[Dataset rows]
- - -

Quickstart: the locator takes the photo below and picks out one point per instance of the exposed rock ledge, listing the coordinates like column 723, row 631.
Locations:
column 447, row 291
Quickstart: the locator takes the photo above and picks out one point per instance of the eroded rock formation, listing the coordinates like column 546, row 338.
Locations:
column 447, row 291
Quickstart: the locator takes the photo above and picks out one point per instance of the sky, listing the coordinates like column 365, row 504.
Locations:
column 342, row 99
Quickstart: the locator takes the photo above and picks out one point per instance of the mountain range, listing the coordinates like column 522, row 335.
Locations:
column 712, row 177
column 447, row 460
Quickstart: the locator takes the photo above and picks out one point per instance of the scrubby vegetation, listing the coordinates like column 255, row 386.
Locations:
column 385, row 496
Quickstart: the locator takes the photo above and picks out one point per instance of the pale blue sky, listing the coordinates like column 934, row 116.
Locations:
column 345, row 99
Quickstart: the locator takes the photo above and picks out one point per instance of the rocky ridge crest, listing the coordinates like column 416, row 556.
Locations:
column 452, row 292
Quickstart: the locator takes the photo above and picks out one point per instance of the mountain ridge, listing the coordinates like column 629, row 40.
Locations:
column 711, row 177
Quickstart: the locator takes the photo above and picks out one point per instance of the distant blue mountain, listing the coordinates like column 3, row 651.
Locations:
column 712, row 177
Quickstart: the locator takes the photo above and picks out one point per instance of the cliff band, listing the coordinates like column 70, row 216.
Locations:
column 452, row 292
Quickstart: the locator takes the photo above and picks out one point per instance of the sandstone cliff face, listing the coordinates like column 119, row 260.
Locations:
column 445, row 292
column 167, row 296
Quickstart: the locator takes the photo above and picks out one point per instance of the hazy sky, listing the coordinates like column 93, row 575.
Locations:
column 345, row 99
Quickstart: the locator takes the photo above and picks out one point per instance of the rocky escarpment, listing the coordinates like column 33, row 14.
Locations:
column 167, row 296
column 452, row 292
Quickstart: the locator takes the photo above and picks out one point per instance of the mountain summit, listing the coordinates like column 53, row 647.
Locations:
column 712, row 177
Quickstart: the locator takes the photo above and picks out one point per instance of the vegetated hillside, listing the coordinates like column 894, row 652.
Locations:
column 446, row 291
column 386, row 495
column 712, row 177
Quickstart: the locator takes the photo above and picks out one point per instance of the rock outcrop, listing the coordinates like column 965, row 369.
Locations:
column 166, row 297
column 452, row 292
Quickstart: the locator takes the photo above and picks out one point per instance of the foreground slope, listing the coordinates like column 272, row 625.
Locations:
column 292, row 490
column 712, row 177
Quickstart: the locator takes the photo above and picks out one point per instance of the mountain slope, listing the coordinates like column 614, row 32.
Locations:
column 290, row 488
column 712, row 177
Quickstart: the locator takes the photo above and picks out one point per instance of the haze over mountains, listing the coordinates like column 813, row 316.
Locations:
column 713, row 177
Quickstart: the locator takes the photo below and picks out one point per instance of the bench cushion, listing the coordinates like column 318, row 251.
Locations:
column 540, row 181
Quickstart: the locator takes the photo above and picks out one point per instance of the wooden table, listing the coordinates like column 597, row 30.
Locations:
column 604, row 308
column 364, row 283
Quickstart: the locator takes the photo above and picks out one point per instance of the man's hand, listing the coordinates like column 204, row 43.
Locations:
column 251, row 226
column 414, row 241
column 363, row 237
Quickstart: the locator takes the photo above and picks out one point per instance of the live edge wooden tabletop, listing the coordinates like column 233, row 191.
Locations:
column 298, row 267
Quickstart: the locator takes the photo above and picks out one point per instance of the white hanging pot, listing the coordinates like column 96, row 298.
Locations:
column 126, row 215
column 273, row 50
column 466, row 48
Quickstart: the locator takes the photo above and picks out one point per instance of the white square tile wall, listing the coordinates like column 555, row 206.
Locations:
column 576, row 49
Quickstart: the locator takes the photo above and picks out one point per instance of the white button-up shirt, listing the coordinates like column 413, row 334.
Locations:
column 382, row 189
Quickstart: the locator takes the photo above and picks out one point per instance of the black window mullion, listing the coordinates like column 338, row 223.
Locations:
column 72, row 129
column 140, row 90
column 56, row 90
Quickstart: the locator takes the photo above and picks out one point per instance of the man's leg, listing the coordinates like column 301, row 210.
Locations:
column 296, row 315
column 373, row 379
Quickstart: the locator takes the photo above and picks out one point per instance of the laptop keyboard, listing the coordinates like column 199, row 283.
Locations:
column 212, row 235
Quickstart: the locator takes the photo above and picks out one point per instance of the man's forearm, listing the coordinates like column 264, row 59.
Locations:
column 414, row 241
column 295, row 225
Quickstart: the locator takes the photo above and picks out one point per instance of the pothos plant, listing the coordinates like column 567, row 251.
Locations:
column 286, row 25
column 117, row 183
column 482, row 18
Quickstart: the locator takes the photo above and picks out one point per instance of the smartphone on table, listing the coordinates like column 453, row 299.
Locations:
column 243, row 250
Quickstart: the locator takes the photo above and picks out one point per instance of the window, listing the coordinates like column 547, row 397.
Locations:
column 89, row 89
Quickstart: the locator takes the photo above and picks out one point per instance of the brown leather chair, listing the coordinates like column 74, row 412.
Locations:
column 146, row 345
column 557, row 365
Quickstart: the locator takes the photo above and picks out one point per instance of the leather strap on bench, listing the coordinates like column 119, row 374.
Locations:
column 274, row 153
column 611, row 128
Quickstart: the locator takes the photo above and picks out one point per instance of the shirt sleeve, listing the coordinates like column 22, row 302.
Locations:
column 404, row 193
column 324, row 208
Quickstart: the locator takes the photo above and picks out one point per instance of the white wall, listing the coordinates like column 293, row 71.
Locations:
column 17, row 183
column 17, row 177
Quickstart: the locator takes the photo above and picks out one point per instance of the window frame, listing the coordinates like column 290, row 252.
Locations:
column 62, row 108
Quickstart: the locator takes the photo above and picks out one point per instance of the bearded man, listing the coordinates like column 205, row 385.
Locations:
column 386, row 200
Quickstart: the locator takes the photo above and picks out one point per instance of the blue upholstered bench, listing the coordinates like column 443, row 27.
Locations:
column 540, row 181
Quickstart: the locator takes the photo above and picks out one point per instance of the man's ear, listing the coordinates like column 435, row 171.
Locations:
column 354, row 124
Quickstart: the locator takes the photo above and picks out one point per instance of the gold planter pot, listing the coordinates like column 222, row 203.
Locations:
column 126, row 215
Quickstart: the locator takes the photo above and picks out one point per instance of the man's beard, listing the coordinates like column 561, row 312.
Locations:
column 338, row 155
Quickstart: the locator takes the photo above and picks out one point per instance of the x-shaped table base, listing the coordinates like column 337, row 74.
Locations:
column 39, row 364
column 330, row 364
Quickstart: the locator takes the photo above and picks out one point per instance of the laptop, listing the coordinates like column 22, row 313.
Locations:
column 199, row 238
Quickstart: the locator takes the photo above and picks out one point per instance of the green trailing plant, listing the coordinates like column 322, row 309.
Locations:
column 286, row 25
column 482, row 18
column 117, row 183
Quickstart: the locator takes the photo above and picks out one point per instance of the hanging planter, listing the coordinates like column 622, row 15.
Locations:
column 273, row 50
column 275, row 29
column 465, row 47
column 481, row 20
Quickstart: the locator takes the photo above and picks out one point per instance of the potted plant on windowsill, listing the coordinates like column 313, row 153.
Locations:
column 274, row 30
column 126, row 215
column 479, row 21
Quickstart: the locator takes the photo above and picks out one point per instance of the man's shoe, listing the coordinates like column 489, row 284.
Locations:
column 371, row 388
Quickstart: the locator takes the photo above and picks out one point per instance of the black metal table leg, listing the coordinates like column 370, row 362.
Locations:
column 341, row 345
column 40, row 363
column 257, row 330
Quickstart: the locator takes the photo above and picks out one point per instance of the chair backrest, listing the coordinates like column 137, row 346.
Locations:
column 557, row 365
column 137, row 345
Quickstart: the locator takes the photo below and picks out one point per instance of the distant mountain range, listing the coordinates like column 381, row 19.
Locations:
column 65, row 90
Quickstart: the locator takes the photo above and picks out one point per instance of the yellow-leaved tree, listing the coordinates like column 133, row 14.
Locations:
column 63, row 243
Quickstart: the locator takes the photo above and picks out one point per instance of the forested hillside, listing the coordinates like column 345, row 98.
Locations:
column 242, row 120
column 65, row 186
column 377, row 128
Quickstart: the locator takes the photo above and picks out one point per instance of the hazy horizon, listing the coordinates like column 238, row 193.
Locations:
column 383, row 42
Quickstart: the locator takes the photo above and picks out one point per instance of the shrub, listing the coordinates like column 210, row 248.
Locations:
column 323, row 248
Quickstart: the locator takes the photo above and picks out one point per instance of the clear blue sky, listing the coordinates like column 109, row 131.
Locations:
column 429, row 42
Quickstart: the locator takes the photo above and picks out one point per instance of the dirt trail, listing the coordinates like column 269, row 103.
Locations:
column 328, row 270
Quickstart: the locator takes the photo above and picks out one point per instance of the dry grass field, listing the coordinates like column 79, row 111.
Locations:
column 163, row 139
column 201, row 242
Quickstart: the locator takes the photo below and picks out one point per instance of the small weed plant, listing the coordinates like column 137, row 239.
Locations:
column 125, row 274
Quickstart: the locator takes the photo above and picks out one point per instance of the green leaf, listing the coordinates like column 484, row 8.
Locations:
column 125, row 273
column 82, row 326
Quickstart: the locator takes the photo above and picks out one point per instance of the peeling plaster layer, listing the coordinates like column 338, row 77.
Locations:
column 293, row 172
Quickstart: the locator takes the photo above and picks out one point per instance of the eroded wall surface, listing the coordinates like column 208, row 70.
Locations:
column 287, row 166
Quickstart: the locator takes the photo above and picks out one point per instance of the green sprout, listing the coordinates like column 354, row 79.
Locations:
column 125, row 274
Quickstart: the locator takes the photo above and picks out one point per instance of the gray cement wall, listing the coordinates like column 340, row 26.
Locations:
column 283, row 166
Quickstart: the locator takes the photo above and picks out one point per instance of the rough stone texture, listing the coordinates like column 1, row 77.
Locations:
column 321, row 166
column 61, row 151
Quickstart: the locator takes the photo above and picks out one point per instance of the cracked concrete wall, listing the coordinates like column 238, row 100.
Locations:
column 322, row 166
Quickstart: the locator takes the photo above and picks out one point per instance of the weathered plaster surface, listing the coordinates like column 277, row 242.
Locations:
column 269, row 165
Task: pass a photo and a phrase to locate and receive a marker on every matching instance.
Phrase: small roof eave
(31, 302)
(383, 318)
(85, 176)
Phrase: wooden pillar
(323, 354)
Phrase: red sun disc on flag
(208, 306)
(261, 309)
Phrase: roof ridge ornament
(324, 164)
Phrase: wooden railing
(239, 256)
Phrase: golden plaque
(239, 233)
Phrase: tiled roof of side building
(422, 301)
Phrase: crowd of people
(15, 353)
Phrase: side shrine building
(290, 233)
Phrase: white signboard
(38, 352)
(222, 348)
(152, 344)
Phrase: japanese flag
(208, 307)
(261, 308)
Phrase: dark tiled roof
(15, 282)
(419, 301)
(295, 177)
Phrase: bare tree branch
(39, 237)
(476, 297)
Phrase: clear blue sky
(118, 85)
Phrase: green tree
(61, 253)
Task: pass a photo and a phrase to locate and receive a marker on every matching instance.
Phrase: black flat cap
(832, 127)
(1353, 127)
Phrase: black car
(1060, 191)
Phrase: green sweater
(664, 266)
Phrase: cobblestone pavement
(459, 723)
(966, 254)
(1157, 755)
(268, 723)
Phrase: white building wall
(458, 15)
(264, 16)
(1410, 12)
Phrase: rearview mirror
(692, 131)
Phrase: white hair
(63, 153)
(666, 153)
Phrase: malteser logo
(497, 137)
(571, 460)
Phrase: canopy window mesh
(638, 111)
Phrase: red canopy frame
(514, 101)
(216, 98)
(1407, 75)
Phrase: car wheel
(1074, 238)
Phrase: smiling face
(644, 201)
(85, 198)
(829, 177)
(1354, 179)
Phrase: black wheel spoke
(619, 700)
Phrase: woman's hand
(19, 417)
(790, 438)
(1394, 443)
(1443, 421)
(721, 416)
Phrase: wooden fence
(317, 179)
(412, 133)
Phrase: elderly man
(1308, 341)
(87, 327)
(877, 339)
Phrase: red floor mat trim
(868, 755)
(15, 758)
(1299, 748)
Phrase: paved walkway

- - -

◆ OBJECTIVE
Format the listing, from the line containing "Phrase: black car" through the end of the listing, as a Markdown table with the columns Row and Line. Give each line its own row number, and omit any blank lines.

◆ ANSWER TO THE EXERCISE
| Row | Line |
|---|---|
| 1 | Phrase: black car |
| 2 | (1060, 191) |
| 3 | Phrase: green sweater |
| 4 | (664, 266) |
| 5 | Phrase: cobblestone pavement |
| 6 | (459, 723) |
| 7 | (966, 254) |
| 8 | (1157, 755) |
| 9 | (268, 723) |
| 10 | Phrase: white building wall |
| 11 | (458, 15) |
| 12 | (264, 16) |
| 13 | (1410, 12) |
| 14 | Phrase: rearview mirror |
| 15 | (692, 131) |
| 16 | Phrase: white hair |
| 17 | (63, 153) |
| 18 | (666, 153) |
| 19 | Phrase: malteser logo |
| 20 | (497, 137) |
| 21 | (571, 460) |
| 22 | Phrase: canopy window mesh |
| 23 | (638, 111) |
| 24 | Phrase: red canopy frame |
| 25 | (514, 101) |
| 26 | (216, 98) |
| 27 | (1407, 75) |
| 28 | Phrase: car wheel |
| 29 | (1074, 238) |
| 30 | Phrase: smiling face |
| 31 | (644, 201) |
| 32 | (85, 198) |
| 33 | (829, 177) |
| 34 | (1354, 179) |
| 35 | Phrase: black wheel spoke |
| 36 | (619, 700) |
| 37 | Phrase: woman's hand |
| 38 | (19, 417) |
| 39 | (790, 438) |
| 40 | (1394, 443) |
| 41 | (1443, 421) |
| 42 | (721, 416) |
| 43 | Phrase: wooden fence |
| 44 | (317, 179) |
| 45 | (412, 133) |
| 46 | Phrase: elderly man |
| 47 | (1308, 341) |
| 48 | (87, 327) |
| 49 | (877, 339) |
| 50 | Phrase: red floor mat trim |
| 51 | (868, 755) |
| 52 | (15, 758) |
| 53 | (1299, 748) |
| 54 | Phrase: paved walkway |